__Assignment__.
Edit the material from the line with "Write the exact" up to and including the line with "positive clicks: (702, 215)", changing every "rough mask" to "coarse mask" and leaving all else unchanged. Give only those lines.

__Data supplied__.

════════════════════

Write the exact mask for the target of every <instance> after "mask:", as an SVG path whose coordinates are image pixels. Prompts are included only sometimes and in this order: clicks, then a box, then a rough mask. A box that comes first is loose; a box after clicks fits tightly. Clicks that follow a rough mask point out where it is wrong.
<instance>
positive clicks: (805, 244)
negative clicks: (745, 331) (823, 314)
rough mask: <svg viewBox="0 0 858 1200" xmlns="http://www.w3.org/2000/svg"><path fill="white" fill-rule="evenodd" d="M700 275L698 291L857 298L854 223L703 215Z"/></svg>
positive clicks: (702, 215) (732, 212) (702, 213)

════════════════════

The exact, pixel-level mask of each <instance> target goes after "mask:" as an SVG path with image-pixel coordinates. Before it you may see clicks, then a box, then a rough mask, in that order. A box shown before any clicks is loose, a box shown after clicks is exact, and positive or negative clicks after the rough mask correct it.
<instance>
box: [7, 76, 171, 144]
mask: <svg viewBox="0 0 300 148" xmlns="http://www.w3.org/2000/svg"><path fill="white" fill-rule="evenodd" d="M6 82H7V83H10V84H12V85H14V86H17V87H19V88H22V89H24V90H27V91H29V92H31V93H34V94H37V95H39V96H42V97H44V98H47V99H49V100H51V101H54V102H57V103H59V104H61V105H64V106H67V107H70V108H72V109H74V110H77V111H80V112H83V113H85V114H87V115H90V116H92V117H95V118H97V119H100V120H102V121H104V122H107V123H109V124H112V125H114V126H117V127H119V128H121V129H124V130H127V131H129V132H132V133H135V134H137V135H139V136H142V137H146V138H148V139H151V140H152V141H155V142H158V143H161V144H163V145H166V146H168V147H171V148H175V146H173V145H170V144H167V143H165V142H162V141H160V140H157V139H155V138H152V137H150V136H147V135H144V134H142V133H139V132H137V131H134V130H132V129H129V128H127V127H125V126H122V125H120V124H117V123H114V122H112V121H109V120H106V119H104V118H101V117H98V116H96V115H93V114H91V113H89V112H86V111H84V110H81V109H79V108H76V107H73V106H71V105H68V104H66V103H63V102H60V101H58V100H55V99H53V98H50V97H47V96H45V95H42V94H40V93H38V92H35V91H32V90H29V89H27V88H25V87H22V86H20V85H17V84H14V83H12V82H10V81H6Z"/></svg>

════════════════════

__Task response__.
Write the exact mask for the target of every <instance> after "mask:", as an SVG path whose coordinates are image pixels. Prompts are included only sometimes and in this order: clicks, then a box, then a coarse mask. A box that comes first is loose; a box after clicks fits tightly. Clicks that follow a coarse mask point out where it is wrong.
<instance>
positive clicks: (805, 244)
negative clicks: (745, 331) (823, 314)
coarse mask: <svg viewBox="0 0 858 1200" xmlns="http://www.w3.org/2000/svg"><path fill="white" fill-rule="evenodd" d="M700 275L698 291L857 298L854 223L703 215Z"/></svg>
positive clicks: (702, 215) (732, 212) (702, 213)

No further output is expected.